She underestimates his intelligence, and simultaneously overestimates her own sense of reason. Hulga appoints Manley in the role of a protégé; instead, he becomes her nemesis. Manley Pointer is dangerous. Like Eve desiring the wisdom of God, Hulga desires to shape a human soul, and she believes that she can impart truth. She openly admits that she “don’t believe in God” (Flannery 277). From the dialogue, Hulga is arrogant, prideful. She asserts she “don’t have illusions. I’m one of those people who see through to nothing” (Flannery 280).
Soon redemptive salvation creeps in, like in the beginning; it ends with the wooden leg. When pressed by Pointer to remove the leg, the narrator states, “She was as sensitive about the artificial leg as a peacock about his tail. No one ever touched it but her. She took care of it as someone else would his soul, in private and almost with her own eyes turned away” (Flannery 281). Pointer progressively pushes Hulga to her outer limits until she is off guard and out of control.
The narrator describes her mental state, “She decided that for the first time in her life she was face to face with real innocence [...] with an instinct that came from beyond wisdom, had touched the truth about her […] It was like surrendering to him completely. It was like losing her own life and finding it again […] in his […] Without the leg she felt entirely dependent upon him” (Flannery 281-282). Flannery O’Connor chose these words expertly.
Again, another Biblical reference is made. In the Book of Matthew, a scripture states, “Whoever finds his life will lose it, and whoever loses his life for my sake will find it” (Matthew 10:39) Hulga mistakenly places her salvation in the hands of man, education, autonomy, free-will, and selfhood. She does not seek divine intervention or guidance. She is living by nothingness, with nothingness, and through nothingness. She is a lost, wretched soul who is taking the final steps towards an inward reflection that leads to redemptive salvation.
The last words in the dialogue between Manley and Hulga are pivotal, critical, and chilling. Pointer states, “I know where I’m going […] You ain’t so smart. I been believing in nothing ever since I was born!” (283). From the quote, Pointer is evil incarnate. Manley’s words are a direct assault on everything, completely everything, that Hulga has believed.
Apparently, she did not know where she was going, and the seduction fails. Assumingly, she is not that brilliant mind imparting knowledge to an inferior one. She is being left virtually blind and unable to walk. Also, the fact that she believes in nothing is not a rare or elite stance. Manley Pointer does not need an education to make the same claim. Weighing everything, the audience realizes she has been usurped by him, and her superior intelligence, reason, and faithlessness leave her obviously trapped, virtually blind, and seemingly helpless.
In the end, the fixity of the “Negroes” is used to quantify the Other and highlight Homi Bhabha’s process of stereotyping (Andermahr 80). Ironically, the reader realizes that Mrs. Freeman and Mrs. Hopewell, while picking evil-smelling onions, are the real “Others.” While the blind, one-legged Hulga remains trapped in an old barn in the back fields of the farm experiencing a keen awareness of her circumstances, both Mrs. Freeman and Mrs. Hopewell are lost in a blindness that is more profound than Hulga’s. With one exception, they will likely never see light, salvation, or truth.
Flannery O’Connor “acknowledg[es] that there is usually more than one way to read a story, she also state[s] that there was only one way she could possibly have written [a story]” (Charters 663). From Flannery O’Connor’s eyes and perceived vocation and through pain, loss, and utter devastation, it is Hulga, alone, who has the potential for redemption and salvation in “Good Country People.”

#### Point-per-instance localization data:
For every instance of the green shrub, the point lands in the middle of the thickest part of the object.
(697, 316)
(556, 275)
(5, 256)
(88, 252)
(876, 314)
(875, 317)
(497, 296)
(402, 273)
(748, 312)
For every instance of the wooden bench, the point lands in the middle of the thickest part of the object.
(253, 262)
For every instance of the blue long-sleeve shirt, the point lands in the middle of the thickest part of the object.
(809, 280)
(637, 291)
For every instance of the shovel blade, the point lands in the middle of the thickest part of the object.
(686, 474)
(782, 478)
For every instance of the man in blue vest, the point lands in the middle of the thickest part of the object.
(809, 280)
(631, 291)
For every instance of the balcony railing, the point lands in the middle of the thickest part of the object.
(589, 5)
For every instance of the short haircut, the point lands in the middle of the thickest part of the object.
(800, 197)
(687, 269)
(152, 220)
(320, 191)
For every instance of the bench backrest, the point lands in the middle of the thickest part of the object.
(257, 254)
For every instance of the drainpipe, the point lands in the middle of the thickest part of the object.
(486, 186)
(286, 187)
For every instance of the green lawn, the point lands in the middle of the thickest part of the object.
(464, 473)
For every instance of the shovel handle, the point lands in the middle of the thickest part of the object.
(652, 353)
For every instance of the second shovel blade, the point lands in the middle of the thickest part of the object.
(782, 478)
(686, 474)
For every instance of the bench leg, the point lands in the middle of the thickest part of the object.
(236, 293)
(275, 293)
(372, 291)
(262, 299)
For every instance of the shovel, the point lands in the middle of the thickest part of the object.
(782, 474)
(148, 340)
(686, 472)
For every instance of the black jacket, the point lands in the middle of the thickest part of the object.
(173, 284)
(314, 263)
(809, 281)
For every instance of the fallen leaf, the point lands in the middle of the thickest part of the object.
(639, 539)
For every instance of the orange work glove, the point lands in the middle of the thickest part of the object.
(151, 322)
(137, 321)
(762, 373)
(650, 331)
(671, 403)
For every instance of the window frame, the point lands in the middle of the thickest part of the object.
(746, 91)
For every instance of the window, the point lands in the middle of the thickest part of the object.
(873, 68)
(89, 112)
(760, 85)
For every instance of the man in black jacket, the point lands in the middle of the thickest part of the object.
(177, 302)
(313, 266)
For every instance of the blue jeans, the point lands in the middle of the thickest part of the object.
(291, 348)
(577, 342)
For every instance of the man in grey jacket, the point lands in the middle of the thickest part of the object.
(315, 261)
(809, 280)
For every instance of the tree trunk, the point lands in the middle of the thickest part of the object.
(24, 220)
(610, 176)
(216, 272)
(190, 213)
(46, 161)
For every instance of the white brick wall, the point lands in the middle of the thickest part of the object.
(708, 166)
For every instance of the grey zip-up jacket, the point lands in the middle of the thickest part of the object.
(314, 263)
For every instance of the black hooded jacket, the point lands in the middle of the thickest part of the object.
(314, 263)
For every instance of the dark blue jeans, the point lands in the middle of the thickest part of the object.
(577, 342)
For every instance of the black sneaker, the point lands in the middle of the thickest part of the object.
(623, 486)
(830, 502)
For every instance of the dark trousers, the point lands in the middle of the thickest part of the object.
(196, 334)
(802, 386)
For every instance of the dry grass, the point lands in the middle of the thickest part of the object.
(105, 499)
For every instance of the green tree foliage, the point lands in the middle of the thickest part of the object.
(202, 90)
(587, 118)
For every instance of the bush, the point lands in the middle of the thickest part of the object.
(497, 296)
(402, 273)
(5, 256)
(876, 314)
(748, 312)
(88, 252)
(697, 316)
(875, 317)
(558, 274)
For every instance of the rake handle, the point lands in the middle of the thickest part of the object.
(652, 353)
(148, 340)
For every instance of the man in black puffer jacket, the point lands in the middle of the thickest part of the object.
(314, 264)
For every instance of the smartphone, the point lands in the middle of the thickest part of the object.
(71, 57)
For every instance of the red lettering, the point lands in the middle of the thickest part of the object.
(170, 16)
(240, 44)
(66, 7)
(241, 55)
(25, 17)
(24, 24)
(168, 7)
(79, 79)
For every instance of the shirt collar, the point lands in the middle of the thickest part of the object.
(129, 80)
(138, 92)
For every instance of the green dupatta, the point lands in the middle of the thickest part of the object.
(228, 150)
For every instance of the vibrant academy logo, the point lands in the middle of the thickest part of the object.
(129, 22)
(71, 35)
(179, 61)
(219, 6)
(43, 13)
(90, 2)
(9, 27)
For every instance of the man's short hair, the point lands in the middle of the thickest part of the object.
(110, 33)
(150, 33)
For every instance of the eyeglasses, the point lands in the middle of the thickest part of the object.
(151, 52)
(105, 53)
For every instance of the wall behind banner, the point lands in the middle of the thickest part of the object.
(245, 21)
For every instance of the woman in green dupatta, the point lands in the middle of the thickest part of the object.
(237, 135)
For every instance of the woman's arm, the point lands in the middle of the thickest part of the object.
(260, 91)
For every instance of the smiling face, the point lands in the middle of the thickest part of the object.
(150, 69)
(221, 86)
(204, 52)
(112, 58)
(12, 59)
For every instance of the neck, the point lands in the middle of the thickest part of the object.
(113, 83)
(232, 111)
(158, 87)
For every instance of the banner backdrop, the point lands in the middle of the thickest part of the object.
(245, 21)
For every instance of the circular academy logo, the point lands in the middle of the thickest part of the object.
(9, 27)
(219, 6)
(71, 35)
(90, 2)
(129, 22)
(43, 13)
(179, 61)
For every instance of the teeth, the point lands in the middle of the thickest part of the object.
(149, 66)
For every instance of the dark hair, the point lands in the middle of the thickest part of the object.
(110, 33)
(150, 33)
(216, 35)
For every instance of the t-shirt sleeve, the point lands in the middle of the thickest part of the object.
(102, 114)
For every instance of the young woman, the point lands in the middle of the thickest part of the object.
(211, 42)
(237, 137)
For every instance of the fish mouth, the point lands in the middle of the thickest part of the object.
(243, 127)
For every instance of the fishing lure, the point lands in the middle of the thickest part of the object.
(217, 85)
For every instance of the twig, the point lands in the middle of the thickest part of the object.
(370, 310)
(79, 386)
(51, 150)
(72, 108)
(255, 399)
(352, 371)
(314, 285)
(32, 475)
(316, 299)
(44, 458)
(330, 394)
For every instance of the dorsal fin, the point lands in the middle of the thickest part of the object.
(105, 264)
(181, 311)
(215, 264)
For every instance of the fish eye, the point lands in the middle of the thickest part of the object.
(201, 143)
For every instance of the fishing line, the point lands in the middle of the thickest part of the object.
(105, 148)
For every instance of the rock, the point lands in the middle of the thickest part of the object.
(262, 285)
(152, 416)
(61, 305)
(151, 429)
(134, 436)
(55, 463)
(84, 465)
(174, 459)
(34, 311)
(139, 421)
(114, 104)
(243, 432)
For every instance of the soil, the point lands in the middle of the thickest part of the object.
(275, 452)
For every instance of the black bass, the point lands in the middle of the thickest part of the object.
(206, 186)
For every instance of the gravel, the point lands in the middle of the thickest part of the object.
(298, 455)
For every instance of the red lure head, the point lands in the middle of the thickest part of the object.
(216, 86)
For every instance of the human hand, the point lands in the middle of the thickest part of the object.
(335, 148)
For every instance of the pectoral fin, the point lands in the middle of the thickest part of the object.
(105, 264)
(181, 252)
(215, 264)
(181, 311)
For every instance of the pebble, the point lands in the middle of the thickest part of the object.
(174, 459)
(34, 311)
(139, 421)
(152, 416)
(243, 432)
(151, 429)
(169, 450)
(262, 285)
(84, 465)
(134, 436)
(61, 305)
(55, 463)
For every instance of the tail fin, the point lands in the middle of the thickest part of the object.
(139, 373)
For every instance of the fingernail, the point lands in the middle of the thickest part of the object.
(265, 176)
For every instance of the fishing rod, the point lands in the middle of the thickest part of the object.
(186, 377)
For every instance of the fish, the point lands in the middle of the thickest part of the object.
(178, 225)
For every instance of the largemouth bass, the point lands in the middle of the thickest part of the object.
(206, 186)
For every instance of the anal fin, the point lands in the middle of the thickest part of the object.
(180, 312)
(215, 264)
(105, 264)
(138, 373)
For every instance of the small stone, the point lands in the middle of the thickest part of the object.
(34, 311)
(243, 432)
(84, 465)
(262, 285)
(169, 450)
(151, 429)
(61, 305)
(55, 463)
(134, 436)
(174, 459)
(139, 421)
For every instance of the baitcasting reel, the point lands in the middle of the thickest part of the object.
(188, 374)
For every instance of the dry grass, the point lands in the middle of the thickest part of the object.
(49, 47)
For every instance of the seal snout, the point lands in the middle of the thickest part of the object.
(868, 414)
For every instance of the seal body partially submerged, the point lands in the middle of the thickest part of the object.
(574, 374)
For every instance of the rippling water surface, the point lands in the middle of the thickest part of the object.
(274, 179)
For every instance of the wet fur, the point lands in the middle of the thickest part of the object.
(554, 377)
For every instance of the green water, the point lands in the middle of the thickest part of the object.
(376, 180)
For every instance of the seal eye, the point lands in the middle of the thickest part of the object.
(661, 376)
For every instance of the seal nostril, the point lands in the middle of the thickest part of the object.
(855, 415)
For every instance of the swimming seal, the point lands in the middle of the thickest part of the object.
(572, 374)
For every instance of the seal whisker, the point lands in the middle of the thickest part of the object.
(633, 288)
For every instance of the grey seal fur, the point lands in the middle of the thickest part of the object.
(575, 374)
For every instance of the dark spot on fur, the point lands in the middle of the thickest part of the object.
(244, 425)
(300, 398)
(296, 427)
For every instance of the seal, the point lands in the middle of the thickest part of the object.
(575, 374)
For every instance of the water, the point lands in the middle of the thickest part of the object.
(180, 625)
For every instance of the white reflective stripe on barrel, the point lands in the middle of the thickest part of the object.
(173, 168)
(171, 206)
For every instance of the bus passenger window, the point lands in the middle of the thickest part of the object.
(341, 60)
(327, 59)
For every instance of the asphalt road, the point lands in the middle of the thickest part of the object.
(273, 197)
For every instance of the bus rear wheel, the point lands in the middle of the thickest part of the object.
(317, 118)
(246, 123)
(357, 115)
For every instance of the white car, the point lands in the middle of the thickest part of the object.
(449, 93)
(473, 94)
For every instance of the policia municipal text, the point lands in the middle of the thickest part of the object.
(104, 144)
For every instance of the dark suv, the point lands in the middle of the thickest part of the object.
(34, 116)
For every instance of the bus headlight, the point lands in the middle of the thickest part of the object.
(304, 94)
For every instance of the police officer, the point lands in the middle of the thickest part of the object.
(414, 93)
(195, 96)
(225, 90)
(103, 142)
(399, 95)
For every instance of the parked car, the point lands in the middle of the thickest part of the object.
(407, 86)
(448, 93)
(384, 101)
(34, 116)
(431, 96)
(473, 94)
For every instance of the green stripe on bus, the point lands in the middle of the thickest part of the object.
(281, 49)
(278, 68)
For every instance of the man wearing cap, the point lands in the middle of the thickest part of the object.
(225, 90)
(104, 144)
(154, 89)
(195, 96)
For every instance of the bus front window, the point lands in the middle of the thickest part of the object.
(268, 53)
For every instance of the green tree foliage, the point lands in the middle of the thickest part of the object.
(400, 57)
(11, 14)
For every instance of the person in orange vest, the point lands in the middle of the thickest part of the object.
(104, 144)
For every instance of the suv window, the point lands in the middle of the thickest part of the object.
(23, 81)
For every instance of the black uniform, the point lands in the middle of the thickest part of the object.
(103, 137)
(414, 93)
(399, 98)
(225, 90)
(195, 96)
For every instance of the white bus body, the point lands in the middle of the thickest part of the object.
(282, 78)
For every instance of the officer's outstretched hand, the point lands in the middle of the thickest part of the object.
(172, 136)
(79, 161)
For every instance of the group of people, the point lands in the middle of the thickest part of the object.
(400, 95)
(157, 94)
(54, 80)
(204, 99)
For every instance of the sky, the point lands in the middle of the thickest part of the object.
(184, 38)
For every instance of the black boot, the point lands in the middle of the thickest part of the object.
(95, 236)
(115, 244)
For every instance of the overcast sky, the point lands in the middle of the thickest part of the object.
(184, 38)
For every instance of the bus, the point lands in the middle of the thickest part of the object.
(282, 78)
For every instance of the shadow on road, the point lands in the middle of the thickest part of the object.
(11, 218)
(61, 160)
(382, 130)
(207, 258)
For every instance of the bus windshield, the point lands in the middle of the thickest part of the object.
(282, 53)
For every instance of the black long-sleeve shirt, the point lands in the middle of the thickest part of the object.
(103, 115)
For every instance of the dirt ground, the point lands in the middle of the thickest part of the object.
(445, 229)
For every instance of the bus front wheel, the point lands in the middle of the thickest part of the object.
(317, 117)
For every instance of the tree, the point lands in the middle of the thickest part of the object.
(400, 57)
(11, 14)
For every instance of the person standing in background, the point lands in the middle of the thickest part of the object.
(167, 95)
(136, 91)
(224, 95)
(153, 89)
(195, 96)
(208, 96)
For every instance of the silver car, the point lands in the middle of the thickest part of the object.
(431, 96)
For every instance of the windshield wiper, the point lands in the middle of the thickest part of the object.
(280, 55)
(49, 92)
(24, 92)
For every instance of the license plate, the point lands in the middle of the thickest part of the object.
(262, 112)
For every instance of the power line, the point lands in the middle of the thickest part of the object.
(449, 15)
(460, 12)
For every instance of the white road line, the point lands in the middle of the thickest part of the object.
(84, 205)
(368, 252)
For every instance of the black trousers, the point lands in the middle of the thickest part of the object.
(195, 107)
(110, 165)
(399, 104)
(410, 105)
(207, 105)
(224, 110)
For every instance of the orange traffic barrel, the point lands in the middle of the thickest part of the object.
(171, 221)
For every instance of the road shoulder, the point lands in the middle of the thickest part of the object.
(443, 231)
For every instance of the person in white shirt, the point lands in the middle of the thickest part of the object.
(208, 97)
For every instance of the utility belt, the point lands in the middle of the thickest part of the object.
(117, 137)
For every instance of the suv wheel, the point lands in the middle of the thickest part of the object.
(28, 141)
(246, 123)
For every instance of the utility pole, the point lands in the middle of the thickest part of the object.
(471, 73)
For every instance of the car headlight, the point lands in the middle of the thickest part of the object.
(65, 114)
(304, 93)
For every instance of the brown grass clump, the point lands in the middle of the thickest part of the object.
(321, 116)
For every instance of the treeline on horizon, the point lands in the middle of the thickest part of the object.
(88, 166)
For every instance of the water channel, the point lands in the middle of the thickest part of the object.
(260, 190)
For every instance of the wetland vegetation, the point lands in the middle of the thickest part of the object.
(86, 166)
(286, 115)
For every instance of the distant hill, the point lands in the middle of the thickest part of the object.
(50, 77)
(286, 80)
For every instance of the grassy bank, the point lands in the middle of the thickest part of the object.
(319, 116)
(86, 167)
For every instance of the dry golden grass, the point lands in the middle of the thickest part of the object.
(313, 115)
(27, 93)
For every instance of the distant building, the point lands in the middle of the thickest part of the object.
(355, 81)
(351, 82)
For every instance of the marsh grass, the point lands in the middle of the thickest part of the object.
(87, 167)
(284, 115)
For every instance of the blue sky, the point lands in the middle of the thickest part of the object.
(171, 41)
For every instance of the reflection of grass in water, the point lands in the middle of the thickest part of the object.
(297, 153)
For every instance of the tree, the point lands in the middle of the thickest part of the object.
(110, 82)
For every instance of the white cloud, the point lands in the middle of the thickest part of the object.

#### Requirement 1:
Summarize the analysis of "Good Country People" in two sentences.
#### Requirement 2:
Copy out word for word the passage of the analysis of "Good Country People" between "Apparently, she did" and "and seemingly helpless.", inclusive.

#### Response area 1:
The analysis argues that the arrogant, faithless Hulga underestimates Manley Pointer, who pushes her until she is off guard and then declares that he has believed in nothing since he was born, leaving her trapped, virtually blind, and seemingly helpless. It concludes that Mrs. Freeman and Mrs. Hopewell are lost in a more profound blindness, and that Hulga alone has the potential for redemption and salvation.

#### Response area 2:
Apparently, she did not know where she was going, and the seduction fails. Assumingly, she is not that brilliant mind imparting knowledge to an inferior one. She is being left virtually blind and unable to walk. Also, the fact that she believes in nothing is not a rare or elite stance. Manley Pointer does not need an education to make the same claim. Weighing everything, the audience realizes she has been usurped by him, and her superior intelligence, reason, and faithlessness leave her obviously trapped, virtually blind, and seemingly helpless.